Display each line from the items below that contains the string "arched", copied in full. Matching is case-sensitive.
>>>>>
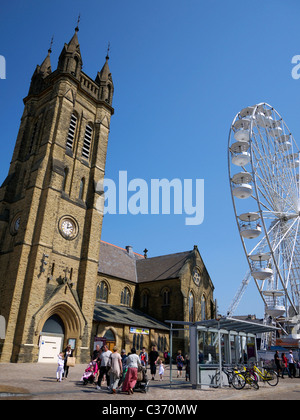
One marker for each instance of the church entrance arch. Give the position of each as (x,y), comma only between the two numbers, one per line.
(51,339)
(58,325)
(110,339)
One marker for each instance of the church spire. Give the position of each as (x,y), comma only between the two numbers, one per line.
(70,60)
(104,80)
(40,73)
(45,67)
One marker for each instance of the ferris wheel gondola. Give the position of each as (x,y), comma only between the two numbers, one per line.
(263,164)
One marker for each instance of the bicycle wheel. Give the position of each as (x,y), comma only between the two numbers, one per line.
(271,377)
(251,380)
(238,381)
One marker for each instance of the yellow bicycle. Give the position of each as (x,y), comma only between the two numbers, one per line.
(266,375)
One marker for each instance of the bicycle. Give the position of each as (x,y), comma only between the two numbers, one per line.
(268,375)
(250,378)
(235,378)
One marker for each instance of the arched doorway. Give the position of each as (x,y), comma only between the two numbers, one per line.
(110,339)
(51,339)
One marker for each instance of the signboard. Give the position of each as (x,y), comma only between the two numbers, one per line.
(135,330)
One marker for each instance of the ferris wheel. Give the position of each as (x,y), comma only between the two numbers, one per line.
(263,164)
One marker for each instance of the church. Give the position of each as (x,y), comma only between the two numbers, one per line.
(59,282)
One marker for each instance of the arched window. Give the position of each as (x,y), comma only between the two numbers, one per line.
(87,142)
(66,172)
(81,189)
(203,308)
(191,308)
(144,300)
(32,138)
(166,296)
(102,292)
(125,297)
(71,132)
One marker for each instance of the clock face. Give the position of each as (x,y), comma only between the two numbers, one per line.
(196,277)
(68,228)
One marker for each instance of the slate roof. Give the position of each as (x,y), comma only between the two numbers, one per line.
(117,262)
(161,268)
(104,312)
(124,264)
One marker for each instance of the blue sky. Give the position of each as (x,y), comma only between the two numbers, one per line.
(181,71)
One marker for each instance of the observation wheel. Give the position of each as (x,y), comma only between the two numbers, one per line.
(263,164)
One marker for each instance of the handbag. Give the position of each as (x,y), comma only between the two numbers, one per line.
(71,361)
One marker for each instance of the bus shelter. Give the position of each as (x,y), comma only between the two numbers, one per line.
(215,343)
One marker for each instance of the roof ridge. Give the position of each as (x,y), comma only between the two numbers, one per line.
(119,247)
<<<<<
>>>>>
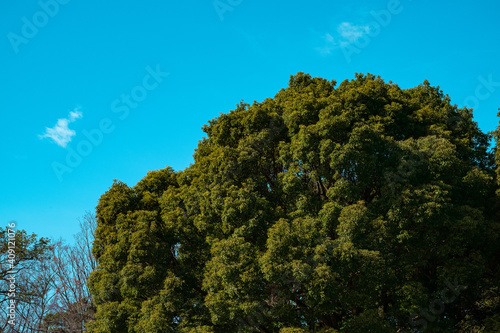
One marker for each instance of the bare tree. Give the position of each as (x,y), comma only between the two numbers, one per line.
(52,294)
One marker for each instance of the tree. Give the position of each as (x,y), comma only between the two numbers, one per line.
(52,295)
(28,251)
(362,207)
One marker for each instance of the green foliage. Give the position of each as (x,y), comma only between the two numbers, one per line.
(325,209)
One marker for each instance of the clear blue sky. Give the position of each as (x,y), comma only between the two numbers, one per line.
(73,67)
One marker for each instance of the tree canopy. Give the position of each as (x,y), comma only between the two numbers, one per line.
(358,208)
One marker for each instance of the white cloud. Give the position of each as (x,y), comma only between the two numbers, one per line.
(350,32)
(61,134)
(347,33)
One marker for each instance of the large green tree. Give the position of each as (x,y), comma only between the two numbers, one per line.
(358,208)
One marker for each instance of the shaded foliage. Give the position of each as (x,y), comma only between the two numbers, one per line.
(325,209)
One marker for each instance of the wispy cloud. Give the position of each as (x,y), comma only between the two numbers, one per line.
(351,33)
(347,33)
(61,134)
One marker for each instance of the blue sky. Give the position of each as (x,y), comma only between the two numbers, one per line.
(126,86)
<<<<<
* Finished answer
One marker for each instance of the arched doorway. Give the position of each as (x,y), comma only between the two numbers, one per line.
One marker for each instance of the arched window. Give the position of each as (x,y), comma only between the two numbers, one per line.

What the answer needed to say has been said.